[start of The records]
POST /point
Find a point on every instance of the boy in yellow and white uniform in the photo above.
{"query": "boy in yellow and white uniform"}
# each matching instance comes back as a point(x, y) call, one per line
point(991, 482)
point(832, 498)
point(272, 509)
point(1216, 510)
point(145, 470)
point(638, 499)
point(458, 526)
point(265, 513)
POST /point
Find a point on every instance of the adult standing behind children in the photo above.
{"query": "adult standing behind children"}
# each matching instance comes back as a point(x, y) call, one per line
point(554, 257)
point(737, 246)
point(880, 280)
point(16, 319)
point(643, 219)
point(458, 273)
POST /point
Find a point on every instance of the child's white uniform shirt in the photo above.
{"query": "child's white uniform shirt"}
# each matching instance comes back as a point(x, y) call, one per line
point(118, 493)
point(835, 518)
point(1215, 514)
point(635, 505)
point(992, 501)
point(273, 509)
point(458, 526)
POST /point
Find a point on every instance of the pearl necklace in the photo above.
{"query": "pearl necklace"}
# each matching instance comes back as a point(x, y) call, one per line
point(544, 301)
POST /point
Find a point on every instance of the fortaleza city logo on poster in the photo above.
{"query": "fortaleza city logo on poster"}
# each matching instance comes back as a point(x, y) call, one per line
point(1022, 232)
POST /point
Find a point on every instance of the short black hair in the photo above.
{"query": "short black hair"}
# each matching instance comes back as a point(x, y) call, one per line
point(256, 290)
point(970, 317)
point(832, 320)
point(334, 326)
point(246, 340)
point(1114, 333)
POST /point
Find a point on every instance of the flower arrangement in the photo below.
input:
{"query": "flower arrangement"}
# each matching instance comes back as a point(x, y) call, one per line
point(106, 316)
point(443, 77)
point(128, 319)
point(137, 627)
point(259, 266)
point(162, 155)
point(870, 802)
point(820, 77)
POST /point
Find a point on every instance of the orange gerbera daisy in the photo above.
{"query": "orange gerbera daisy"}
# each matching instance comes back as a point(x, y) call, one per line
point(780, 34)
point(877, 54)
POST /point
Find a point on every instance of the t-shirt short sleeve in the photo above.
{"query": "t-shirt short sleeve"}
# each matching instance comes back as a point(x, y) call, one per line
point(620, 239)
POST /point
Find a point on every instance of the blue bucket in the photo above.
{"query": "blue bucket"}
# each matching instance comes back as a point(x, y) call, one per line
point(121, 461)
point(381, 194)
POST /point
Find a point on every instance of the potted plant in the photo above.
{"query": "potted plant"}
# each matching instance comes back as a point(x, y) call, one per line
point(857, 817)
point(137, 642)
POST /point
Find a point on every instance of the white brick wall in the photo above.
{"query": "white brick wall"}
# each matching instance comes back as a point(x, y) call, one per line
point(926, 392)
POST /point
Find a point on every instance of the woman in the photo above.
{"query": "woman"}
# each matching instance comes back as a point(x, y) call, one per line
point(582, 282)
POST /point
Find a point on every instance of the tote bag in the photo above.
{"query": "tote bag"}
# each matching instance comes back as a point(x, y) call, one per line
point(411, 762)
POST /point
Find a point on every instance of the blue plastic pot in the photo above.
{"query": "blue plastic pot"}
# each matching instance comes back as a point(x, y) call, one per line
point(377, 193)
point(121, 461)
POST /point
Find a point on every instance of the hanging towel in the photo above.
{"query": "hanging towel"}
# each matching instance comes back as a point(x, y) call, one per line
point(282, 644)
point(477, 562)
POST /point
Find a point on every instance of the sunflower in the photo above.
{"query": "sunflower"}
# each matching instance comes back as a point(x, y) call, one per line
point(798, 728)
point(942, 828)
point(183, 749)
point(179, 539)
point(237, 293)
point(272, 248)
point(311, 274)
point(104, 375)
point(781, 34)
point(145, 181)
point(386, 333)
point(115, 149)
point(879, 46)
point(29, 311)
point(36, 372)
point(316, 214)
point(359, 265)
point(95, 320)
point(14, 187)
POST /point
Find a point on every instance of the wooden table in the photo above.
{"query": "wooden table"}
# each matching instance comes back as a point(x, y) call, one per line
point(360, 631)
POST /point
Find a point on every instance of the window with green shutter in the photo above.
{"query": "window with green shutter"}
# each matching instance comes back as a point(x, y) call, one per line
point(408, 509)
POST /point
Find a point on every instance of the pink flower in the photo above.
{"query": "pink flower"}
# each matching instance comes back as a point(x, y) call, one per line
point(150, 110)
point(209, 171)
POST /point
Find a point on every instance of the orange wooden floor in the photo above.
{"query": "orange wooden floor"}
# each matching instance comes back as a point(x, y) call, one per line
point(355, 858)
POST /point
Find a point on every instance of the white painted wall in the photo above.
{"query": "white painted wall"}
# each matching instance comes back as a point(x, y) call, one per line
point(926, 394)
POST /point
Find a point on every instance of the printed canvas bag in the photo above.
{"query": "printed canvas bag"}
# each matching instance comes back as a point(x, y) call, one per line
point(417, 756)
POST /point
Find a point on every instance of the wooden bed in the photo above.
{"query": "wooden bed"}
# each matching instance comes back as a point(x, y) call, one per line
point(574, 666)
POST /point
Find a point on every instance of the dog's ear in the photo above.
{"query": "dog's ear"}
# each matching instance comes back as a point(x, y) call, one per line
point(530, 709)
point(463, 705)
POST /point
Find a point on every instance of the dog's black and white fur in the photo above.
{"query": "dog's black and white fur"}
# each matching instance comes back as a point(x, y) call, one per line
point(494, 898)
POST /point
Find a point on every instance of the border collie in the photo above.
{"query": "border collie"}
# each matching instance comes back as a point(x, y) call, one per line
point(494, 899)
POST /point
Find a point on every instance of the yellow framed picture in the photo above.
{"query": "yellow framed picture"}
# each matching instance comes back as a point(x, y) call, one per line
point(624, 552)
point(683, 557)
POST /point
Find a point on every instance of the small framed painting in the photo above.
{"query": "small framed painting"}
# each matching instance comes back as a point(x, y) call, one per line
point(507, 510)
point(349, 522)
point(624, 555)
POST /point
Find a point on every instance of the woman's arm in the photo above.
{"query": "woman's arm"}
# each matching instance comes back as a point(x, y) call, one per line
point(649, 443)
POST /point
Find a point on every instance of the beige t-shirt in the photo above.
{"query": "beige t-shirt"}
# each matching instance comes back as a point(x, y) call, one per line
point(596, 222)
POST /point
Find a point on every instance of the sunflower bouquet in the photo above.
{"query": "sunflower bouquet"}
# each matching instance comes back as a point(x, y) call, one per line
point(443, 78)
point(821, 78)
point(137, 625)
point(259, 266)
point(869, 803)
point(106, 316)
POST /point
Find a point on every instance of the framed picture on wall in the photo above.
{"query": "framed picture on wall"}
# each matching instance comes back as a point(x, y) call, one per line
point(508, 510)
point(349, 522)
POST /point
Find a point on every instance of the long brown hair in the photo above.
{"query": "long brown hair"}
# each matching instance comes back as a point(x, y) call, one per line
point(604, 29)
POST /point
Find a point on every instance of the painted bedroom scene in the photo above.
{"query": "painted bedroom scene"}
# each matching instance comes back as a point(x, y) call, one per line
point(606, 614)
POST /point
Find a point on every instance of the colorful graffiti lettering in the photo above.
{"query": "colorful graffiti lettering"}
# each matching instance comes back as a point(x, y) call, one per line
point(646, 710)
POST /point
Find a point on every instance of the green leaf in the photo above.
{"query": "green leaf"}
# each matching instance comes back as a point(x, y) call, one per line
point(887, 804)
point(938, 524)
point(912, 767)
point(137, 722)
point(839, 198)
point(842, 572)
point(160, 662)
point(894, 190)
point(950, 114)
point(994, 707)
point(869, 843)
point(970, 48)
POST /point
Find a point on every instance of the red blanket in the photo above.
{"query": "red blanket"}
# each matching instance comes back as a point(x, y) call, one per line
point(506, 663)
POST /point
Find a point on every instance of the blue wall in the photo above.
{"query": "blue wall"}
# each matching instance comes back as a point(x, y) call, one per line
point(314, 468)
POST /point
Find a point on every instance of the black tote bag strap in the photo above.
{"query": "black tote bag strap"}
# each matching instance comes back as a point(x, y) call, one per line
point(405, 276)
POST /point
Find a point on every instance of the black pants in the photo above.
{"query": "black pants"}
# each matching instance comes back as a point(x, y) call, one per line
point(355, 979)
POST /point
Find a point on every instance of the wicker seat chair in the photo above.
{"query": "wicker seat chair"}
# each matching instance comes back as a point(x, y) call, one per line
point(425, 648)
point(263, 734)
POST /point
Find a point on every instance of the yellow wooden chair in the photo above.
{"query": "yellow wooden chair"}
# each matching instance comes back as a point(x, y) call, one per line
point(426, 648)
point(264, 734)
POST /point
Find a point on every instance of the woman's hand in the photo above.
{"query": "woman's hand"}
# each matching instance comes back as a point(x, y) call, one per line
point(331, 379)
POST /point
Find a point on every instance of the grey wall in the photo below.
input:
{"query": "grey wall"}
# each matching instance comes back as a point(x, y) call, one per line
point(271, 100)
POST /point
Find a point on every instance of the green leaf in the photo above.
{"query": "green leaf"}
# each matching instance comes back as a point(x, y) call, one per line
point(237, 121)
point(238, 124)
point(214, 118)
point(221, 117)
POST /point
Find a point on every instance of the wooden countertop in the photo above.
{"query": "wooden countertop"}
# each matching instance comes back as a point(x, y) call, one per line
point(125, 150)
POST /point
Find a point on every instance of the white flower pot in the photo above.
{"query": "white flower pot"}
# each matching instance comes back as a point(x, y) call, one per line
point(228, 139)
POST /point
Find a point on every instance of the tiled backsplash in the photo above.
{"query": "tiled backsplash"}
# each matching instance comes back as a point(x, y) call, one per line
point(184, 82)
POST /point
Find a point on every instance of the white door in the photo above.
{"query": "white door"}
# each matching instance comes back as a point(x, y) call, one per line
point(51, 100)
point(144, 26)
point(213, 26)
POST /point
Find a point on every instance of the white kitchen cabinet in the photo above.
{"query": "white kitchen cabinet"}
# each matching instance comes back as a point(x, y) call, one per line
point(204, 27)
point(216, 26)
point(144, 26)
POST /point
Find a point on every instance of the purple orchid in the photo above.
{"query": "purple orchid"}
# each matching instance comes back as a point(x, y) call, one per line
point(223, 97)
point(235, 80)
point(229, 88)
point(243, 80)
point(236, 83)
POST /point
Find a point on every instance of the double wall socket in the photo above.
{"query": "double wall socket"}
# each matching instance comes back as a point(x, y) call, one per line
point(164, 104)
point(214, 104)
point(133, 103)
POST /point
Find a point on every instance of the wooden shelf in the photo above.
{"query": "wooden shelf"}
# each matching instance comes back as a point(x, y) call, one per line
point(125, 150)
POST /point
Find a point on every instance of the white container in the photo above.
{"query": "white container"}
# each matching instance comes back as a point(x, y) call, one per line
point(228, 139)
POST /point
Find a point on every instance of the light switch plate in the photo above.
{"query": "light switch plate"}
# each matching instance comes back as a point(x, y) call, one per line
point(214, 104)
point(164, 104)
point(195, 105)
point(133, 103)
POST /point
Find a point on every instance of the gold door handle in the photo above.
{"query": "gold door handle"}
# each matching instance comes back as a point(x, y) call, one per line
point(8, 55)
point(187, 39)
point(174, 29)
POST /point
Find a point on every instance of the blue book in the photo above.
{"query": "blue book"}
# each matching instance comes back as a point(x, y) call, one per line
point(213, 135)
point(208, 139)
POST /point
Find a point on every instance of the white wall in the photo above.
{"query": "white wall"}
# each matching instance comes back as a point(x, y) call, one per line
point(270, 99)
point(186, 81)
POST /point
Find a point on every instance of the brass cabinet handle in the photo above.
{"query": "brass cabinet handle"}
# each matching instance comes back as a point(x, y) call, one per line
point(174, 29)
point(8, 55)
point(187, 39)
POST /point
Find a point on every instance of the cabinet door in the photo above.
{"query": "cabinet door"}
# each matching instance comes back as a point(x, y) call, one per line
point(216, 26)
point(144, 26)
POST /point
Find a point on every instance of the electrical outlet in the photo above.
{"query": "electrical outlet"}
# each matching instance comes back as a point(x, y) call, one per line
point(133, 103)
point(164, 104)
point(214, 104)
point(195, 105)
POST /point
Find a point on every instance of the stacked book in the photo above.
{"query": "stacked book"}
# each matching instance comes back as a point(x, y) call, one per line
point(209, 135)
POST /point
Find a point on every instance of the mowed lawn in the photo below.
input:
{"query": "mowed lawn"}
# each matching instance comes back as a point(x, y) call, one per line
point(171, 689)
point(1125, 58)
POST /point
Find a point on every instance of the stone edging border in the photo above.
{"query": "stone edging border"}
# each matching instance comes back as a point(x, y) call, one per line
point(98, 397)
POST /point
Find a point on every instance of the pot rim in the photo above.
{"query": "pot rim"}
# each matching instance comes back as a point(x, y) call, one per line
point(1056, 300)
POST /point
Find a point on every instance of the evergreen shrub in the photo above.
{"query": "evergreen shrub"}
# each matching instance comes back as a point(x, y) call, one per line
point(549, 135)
[end of The records]
*What you have to do*. Can you extract the entries above from the start through the line containing "point(544, 301)", reproducing each of those lines without any change?

*Exercise response*.
POST /point
Find a point on every instance of the boy in yellow and white uniform in the photo above.
{"query": "boy in yellow and white uniform"}
# each matching instance comes back as a point(x, y) call, one per line
point(991, 482)
point(832, 498)
point(272, 509)
point(1216, 510)
point(145, 470)
point(638, 499)
point(458, 526)
point(265, 513)
POST /point
Find a point on every instance of the adult standing behind children in the photo above.
{"query": "adult standing behind children"}
# each matching instance comes back as a point(x, y) call, one per line
point(554, 257)
point(737, 246)
point(880, 280)
point(16, 319)
point(643, 219)
point(458, 273)
POST /point
Find a point on every instance of the child's white uniform shirt in the photo above.
{"query": "child's white uniform shirt"}
# each matching instance comes back as a point(x, y) call, one per line
point(118, 493)
point(835, 518)
point(1215, 514)
point(635, 505)
point(992, 501)
point(273, 509)
point(458, 526)
POST /point
Find a point on every instance of the pearl necklace in the photo above.
{"query": "pearl necklace"}
# each matching instance comes back as a point(x, y) call, one per line
point(544, 301)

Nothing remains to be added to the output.